Text shown
Total assets in such funds reached $4.6 trillion recently, The Wall Street Journal reported Tuesday, citing data from Refinitiv Lipper. The sum is the highest on record going back to 1992, detailing a broad rush to safe havens to wait out the public health crisis. Money-market funds are just one example of a cash-like asset, with plenty of other outlets available for investors seeking stable stores of value.
The inflows send a mixed message to experts. On one hand, record cash in money markets leaves plenty of ammo for investors to eventually deploy in riskier markets. On the other, the S&P 500 turned year-to-date positive just last week before plummeting on renewed virus fears. Some experts feared the index retraced its losses too quickly amid a revival of risk-on attitudes.
The rush to cash-like assets began in February, when markets first tumbled on coronavirus fears. Investors piled into money-market funds and Treasurys and indiscriminately dumped stock and corporate bond positions. The Federal Reserve’s move into corporate-credit markets set a backstop for risk assets and fueled their rebound through April and May. The latest data on money-market fund holdings set up two warring factions: investors hoping for a V-shaped economic bounce and those preparing for a more dour reality.
It’s likely the split is formed along the border between retail and institutional investors. Goldman Sachs said in a Friday note that Main Street investors have trounced professional stock-pickers and hedge funds since markets bottomed in late March. Much of the market’s rotation into riskier value stocks was “amplified” by a surge in retail trading activity, the team led by David Kostin wrote.
The data suggests most buying activity involved casual investors, and that institutional investors continue to hold cash on the sideline until new data points to a stabilizing economy.

Assignment A
In the money-market article, repeat the passage between "The inflows send" and "more dour reality.", inclusive, swapping "Treasurys" for "government bonds".
Assignment B
For each statement below, state whether the money-market article agrees with it, and support each yes or no with the deciding words of the article, quoted exactly.
(i) The total assets in such funds are the highest on record going back to 1992.
(ii) The rush to cash-like assets began in March.
(iii) Goldman Sachs made its comments in a note issued on Tuesday.
Assignment C
Rewrite as a short bulleted list the paragraph of the money-market article that begins "The rush to cash-like assets began", keeping its main facts.

Dataset section
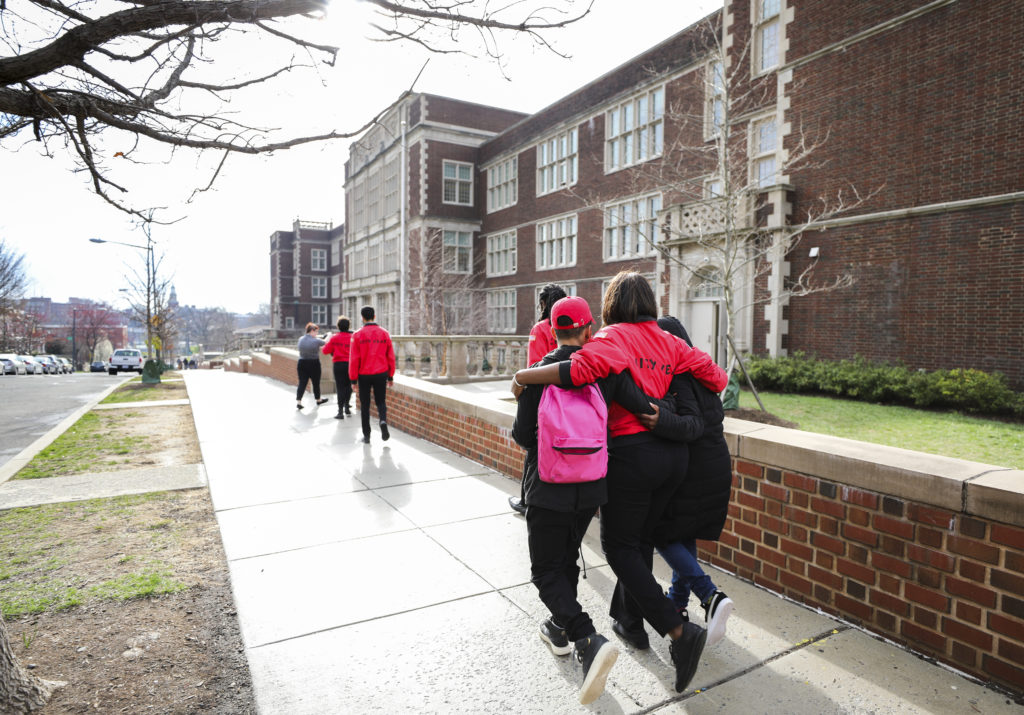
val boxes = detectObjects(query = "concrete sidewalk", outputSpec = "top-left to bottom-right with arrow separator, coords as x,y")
0,371 -> 1024,715
176,371 -> 1021,715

Answer space A
The inflows send a mixed message to experts. On one hand, record cash in money markets leaves plenty of ammo for investors to eventually deploy in riskier markets. On the other, the S&P 500 turned year-to-date positive just last week before plummeting on renewed virus fears. Some experts feared the index retraced its losses too quickly amid a revival of risk-on attitudes.
The rush to cash-like assets began in February, when markets first tumbled on coronavirus fears. Investors piled into money-market funds and government bonds and indiscriminately dumped stock and corporate bond positions. The Federal Reserve’s move into corporate-credit markets set a backstop for risk assets and fueled their rebound through April and May. The latest data on money-market fund holdings set up two warring factions: investors hoping for a V-shaped economic bounce and those preparing for a more dour reality.

Answer space B
(i) Yes: "The sum is the highest on record going back to 1992"
(ii) No: "The rush to cash-like assets began in February"
(iii) No: "Goldman Sachs said in a Friday note"

Answer space C
- The rush to cash-like assets began in February, when markets first fell on coronavirus fears.
- Investors moved into money-market funds and Treasurys and sold stock and corporate bond positions indiscriminately.
- The Federal Reserve's entry into corporate-credit markets backstopped risk assets and drove their rebound through April and May.
- The latest money-market data shows two opposing groups: investors hoping for a V-shaped economic recovery and those preparing for a bleaker outcome.